Copy each of the records exactly.

** Records supplied follows **

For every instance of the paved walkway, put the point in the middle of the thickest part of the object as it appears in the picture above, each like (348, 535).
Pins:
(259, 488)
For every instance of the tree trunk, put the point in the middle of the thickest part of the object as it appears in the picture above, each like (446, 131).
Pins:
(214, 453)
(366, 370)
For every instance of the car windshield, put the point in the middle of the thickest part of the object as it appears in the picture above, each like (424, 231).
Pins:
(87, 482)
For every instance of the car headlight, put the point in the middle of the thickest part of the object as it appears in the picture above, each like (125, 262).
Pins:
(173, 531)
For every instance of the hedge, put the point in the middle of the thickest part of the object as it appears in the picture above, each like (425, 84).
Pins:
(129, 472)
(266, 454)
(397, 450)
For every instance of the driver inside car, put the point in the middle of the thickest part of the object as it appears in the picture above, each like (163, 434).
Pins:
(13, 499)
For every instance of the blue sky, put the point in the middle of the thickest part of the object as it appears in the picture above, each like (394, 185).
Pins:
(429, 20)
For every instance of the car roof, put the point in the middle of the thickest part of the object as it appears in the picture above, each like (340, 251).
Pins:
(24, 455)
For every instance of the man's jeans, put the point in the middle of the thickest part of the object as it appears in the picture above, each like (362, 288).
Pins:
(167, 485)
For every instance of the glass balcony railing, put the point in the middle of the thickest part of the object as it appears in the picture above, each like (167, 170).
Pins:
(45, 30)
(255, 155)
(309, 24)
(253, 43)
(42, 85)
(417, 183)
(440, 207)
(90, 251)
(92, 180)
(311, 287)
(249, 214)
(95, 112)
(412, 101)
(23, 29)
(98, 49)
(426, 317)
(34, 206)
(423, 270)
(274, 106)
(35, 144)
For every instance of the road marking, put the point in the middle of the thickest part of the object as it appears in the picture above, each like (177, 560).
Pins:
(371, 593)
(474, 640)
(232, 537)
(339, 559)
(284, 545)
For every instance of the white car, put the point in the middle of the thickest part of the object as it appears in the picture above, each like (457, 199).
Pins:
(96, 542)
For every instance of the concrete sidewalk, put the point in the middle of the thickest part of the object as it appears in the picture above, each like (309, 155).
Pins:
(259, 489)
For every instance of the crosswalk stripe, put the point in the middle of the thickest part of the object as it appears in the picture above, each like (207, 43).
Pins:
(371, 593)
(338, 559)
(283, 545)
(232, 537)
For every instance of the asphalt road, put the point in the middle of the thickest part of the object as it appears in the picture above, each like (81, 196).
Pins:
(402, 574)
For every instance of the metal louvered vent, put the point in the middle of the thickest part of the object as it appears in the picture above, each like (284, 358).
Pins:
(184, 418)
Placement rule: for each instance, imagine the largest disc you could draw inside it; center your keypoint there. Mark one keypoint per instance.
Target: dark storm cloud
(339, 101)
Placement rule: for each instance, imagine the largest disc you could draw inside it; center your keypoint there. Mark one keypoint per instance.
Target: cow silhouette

** End of Records supplied **

Reply
For every instance of the paved walkway, put the point in the middle of the thickest part of the object as it appears in the picture above, each like (348, 535).
Pins:
(259, 488)
For every instance of the tree trunk, put the point in the middle of the thickest part of the object as it appears in the picture above, each like (446, 131).
Pins:
(214, 453)
(366, 370)
For every instance of the car windshield, put the point in the middle of the thickest part of the object as it appears in the picture above, each like (424, 231).
Pins:
(87, 482)
For every instance of the car headlight, put the point in the middle of the thickest part of the object as it appears in the picture above, each like (125, 262).
Pins:
(173, 531)
For every instance of the hedge, put the point in the middle of the thickest part of the object as it appears in the picture above, each like (425, 84).
Pins:
(129, 472)
(266, 454)
(397, 450)
For every instance of the driver inside car, put the point in the middle of the thickest part of the object as it appears in the picture above, each like (163, 434).
Pins:
(13, 499)
For every instance of the blue sky, put the point in the middle of the thickest part of the object as it appears in the picture above, each like (394, 185).
Pins:
(429, 20)
For every instance of the car roof, put the point in the middle of the thickest part of the object as it appears in the picture above, each like (340, 251).
Pins:
(24, 455)
For every instance of the man's jeans, put the point in the middle of the thickest part of the object as it appears in the picture above, each like (362, 288).
Pins:
(167, 485)
For every instance of the glass balcony railing, put the point in the middle of the thickest part of the object as it appears in the picture above, each like (167, 170).
Pins:
(45, 30)
(255, 155)
(309, 24)
(253, 43)
(42, 85)
(417, 183)
(440, 207)
(90, 251)
(92, 180)
(311, 287)
(249, 214)
(95, 112)
(412, 101)
(23, 29)
(98, 49)
(426, 317)
(34, 206)
(423, 270)
(274, 106)
(35, 144)
For every instance of the road marking, put the point in the middle of the thickest part of the object as it appears in the picture above, each like (177, 560).
Pins:
(371, 593)
(474, 640)
(232, 537)
(339, 559)
(284, 545)
For every instance of the white car, put the point in the middle of the thickest part of the object as it appears in the picture above, each like (457, 199).
Pins:
(96, 542)
For every instance of the concrete sidewalk, put the point in the middle of the thickest part of the object as it appears in the picture above, each like (309, 155).
Pins:
(259, 489)
For every instance of the crosswalk stripe, put the point in the middle of the thickest part of the object as it appears in the picture above, each like (207, 43).
Pins:
(371, 593)
(338, 559)
(283, 545)
(232, 537)
For every instance of the asphalt road, put the point in the middle of the thickest part of the object as it appears in the picture above, each like (81, 196).
Pins:
(402, 574)
For every instance of the metal louvered vent, put the point in the middle of the thickest part of the object as it appears in the picture above, each like (284, 358).
Pins:
(184, 418)
Placement rule: for each instance, imagine the largest disc you could draw inside it; center your keypoint there. Mark one keypoint per instance.
Target: dark storm cloud
(339, 101)
Placement rule: for each instance, imagine the largest disc you could draw inside it; center your keypoint there. Mark one keypoint per instance.
Target: cow silhouette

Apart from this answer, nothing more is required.